Short exercise: Which of the lines below contain the word "green"? Show every one of them in full.

Available records:
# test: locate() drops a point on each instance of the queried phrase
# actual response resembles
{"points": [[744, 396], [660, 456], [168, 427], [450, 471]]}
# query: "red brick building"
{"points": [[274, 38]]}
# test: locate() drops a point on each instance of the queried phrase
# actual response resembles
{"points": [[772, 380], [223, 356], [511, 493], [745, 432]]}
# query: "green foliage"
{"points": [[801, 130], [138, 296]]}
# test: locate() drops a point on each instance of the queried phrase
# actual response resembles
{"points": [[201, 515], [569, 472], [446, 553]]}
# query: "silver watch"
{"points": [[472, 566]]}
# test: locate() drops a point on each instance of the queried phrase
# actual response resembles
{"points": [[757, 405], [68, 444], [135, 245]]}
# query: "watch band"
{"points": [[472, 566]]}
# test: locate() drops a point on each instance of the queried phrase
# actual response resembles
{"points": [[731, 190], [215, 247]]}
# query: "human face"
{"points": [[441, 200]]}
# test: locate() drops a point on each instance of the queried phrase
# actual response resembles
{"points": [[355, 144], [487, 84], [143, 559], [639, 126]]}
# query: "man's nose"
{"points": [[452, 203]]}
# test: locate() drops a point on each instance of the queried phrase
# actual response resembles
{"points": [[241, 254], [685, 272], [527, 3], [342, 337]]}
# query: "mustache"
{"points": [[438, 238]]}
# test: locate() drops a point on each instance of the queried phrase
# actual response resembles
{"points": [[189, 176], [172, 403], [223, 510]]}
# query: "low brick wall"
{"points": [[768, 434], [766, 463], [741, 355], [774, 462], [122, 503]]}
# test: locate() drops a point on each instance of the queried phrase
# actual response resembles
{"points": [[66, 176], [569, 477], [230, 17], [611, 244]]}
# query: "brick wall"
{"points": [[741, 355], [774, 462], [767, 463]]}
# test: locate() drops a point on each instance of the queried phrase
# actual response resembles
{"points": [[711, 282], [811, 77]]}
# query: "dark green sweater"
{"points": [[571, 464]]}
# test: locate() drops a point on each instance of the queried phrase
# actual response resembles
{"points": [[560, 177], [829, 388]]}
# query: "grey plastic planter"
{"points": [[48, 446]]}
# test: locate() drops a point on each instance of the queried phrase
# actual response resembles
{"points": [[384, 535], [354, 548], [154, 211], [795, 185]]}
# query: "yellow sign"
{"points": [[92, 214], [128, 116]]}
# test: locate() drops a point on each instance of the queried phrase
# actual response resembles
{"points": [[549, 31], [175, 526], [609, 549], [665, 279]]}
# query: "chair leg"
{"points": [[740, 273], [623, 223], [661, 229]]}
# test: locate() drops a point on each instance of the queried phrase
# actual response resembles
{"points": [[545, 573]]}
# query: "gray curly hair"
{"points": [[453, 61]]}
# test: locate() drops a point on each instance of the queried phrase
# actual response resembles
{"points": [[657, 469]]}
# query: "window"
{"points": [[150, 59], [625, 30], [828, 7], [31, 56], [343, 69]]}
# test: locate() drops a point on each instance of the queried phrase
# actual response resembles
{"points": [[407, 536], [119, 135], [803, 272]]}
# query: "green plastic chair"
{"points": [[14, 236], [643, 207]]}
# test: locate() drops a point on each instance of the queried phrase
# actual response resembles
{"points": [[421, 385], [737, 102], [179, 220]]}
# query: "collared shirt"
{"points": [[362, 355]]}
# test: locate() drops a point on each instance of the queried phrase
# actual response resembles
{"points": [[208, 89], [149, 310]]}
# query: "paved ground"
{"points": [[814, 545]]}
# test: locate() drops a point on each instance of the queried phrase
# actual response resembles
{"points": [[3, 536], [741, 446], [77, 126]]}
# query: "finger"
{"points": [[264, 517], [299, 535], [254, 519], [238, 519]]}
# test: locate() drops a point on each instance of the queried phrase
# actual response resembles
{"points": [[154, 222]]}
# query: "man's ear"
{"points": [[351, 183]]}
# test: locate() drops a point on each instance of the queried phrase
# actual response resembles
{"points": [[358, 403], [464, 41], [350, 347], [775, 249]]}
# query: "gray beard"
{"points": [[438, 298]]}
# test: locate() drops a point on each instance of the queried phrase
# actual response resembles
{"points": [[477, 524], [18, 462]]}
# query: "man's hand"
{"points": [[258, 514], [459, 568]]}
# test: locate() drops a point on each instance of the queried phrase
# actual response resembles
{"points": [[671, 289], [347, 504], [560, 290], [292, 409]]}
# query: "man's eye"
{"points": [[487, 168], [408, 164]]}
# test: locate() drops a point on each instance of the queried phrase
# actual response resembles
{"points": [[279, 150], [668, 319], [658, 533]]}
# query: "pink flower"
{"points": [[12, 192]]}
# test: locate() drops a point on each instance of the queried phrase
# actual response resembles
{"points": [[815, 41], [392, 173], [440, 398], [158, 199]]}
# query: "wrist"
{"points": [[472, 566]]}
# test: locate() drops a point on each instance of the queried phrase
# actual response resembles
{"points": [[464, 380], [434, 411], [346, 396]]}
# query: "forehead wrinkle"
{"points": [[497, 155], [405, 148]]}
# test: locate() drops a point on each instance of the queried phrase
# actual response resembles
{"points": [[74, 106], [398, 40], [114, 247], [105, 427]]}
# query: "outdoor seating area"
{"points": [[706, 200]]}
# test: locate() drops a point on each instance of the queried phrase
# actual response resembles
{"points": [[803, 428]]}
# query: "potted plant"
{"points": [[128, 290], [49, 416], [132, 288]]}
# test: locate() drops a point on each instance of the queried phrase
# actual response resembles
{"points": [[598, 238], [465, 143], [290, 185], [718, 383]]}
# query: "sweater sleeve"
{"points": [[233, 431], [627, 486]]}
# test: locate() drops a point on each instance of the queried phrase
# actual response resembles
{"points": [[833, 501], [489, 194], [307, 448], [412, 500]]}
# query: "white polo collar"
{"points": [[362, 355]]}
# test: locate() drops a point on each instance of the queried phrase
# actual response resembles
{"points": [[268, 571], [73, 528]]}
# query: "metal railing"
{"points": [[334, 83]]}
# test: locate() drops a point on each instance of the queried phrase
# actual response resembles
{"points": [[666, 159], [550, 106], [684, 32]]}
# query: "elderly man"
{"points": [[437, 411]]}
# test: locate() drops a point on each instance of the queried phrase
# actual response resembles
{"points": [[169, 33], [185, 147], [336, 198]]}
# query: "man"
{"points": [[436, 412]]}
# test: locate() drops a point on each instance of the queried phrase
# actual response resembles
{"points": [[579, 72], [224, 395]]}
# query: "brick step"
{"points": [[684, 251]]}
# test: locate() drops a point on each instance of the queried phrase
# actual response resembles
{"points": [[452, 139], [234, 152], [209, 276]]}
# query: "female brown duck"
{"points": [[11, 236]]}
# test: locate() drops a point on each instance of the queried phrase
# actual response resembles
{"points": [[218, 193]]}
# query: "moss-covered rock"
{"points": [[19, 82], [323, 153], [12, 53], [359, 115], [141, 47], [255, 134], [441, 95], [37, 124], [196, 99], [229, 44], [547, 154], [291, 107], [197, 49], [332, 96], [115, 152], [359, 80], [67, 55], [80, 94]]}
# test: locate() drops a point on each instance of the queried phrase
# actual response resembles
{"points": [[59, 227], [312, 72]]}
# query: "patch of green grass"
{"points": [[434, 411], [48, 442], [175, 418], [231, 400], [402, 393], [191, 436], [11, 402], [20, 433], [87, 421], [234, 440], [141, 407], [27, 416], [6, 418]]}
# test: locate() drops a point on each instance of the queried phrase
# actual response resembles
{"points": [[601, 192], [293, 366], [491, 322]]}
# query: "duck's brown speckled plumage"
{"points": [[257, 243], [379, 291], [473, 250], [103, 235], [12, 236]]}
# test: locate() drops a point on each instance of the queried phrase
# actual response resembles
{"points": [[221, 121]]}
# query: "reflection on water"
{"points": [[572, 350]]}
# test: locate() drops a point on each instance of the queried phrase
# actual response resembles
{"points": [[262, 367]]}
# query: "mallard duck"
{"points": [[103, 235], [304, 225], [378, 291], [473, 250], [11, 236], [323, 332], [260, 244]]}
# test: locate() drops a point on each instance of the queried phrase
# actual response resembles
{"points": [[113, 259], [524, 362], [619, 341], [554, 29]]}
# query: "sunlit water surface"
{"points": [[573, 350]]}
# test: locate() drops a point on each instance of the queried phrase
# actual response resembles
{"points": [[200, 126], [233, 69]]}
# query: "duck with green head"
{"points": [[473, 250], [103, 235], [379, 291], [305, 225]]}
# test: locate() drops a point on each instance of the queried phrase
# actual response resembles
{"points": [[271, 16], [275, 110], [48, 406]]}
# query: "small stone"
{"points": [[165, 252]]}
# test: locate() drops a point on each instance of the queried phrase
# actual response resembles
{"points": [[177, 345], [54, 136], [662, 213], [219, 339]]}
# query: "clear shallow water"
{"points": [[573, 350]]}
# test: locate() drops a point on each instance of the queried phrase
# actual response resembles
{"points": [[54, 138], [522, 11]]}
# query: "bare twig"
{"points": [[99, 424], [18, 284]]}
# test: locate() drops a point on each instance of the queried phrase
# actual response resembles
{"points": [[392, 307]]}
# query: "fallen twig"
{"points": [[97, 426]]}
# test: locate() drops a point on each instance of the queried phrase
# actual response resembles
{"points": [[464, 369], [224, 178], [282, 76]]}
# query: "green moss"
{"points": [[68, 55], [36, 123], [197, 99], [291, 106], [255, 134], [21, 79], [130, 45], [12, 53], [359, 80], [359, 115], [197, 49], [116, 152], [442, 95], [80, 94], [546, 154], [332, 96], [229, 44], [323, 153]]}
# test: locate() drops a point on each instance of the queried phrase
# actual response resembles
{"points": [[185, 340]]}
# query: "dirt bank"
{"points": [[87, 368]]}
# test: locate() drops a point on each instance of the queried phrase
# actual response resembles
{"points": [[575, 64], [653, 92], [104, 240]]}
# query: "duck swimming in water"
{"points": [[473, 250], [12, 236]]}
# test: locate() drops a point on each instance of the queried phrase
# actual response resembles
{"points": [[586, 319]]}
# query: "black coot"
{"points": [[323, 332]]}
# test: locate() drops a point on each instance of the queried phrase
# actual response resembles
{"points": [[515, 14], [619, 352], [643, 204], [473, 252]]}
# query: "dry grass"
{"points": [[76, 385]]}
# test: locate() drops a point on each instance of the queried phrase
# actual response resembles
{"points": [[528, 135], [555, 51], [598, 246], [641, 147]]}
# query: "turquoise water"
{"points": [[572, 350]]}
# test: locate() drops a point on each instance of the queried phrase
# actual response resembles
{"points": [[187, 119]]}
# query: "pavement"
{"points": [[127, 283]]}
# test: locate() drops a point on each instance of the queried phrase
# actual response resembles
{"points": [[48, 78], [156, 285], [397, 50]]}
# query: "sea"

Output below:
# query: "green foliage"
# query: "dark green sweater"
# query: "green plastic chair"
# query: "patch of green grass"
# query: "duck with green head"
# query: "green moss"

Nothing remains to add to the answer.